▶ PROBLEM STATEMENT
Please write out exactly the lines of the data below from the line holding "<point>0,41</point>" through the line holding "<point>58,20</point>", and leave out the rest.

[Point-per-instance localization data]
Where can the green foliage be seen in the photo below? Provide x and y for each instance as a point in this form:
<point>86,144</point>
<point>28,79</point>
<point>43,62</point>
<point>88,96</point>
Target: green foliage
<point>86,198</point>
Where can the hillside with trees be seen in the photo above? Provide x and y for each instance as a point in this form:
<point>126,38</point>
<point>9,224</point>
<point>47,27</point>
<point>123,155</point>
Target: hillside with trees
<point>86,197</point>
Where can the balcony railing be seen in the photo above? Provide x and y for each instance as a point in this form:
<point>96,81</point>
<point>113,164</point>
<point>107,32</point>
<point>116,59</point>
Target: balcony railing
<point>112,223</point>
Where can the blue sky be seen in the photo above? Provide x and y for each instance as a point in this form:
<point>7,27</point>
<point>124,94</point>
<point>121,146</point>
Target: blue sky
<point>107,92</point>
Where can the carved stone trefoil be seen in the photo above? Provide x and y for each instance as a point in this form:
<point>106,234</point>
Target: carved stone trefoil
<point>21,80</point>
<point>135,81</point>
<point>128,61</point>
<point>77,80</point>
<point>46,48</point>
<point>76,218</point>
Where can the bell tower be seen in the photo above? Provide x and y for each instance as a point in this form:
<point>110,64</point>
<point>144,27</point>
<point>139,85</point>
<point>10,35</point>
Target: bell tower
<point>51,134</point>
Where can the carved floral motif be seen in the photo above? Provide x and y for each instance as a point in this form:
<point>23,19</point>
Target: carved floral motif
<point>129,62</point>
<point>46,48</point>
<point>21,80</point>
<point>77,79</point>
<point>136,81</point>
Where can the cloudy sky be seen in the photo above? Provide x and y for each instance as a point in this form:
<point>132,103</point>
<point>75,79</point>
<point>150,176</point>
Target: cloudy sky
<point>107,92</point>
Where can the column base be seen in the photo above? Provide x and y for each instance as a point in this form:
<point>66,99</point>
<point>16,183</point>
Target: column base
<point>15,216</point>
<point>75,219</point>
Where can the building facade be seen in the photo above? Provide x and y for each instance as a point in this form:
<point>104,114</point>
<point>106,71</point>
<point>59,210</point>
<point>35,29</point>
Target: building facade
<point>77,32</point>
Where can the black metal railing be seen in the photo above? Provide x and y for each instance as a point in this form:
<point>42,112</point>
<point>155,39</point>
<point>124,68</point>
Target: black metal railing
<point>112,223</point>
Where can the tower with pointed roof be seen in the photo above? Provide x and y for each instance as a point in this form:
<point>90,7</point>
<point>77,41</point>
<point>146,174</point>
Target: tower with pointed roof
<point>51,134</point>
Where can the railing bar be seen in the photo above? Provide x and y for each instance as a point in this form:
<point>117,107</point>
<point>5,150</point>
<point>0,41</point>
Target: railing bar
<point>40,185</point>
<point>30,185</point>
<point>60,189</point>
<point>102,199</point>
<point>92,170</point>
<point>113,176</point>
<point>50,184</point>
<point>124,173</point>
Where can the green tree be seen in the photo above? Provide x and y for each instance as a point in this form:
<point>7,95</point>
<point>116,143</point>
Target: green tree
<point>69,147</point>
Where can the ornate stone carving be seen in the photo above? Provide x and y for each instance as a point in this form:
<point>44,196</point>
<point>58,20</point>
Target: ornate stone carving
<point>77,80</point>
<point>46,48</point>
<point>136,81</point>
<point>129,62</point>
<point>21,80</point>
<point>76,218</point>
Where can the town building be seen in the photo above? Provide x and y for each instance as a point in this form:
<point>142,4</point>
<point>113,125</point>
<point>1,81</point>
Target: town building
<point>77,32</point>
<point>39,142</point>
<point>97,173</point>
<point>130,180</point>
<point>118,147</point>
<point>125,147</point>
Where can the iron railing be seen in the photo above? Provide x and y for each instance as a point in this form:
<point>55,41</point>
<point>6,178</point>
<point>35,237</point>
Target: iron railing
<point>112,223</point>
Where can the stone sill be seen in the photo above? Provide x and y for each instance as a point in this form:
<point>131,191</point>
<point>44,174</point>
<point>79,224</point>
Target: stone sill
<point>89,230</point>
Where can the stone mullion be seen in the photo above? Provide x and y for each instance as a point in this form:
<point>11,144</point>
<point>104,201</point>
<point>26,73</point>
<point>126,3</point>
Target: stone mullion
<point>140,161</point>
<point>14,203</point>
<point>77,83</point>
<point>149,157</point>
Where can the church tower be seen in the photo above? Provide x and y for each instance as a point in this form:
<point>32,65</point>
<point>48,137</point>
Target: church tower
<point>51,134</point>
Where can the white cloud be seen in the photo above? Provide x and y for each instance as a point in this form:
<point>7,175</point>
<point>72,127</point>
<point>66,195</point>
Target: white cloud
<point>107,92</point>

▶ FINAL ANSWER
<point>0,41</point>
Target: railing bar
<point>40,185</point>
<point>30,185</point>
<point>60,189</point>
<point>102,199</point>
<point>92,170</point>
<point>113,176</point>
<point>50,184</point>
<point>124,173</point>
Where can the green tree be seen in the photo above? Provide x and y for each instance as a point in this form:
<point>7,95</point>
<point>116,143</point>
Target: green tree
<point>69,147</point>
Where can the ornate stone carving be seen in the photo above? Provide x and y for each instance as a point in this form:
<point>44,196</point>
<point>58,20</point>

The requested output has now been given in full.